• [The problem]: How many lines in the rows below contain the string "wall", counting case as significant? Reply with the number alone.

• [Provided information]:
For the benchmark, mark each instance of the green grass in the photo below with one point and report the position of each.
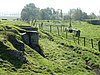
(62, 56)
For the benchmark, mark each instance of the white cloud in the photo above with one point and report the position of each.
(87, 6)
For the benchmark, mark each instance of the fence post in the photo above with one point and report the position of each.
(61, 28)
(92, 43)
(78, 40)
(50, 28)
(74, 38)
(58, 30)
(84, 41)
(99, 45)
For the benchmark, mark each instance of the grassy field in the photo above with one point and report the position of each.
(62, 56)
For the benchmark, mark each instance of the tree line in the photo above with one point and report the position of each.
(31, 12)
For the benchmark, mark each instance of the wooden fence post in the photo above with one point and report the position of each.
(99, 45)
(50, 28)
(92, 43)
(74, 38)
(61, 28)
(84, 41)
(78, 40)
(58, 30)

==

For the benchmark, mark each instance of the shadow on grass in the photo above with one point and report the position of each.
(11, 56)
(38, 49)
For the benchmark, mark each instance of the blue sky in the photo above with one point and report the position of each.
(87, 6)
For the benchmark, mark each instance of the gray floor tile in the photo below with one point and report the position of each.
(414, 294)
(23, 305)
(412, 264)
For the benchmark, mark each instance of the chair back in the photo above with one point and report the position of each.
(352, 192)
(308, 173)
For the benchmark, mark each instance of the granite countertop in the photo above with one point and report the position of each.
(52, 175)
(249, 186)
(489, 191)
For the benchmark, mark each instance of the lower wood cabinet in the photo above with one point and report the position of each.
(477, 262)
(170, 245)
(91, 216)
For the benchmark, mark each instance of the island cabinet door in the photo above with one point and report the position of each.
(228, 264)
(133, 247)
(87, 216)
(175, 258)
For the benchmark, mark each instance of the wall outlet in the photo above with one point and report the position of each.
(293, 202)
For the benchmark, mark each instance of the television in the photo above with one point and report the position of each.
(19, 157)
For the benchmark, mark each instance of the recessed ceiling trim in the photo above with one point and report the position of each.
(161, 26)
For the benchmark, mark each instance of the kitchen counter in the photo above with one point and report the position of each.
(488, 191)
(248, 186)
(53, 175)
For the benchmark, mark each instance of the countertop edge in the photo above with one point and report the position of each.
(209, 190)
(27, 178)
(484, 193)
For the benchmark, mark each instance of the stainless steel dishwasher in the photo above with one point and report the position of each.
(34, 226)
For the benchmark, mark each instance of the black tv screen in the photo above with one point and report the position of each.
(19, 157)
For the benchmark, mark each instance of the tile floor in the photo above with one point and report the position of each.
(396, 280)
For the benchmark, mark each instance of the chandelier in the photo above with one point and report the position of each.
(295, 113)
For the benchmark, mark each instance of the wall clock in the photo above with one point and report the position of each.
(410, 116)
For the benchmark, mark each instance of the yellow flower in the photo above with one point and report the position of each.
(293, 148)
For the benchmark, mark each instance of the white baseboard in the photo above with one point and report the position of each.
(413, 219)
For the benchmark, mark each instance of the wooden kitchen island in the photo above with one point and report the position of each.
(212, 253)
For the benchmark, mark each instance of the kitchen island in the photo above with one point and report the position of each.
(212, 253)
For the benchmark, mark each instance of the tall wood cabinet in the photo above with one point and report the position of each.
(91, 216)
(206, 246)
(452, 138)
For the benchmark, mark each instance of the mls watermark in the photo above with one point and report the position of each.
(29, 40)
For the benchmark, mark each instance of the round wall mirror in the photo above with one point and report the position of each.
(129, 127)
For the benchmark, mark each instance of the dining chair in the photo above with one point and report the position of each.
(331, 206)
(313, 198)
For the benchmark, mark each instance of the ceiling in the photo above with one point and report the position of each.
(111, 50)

• [Result of this task]: 3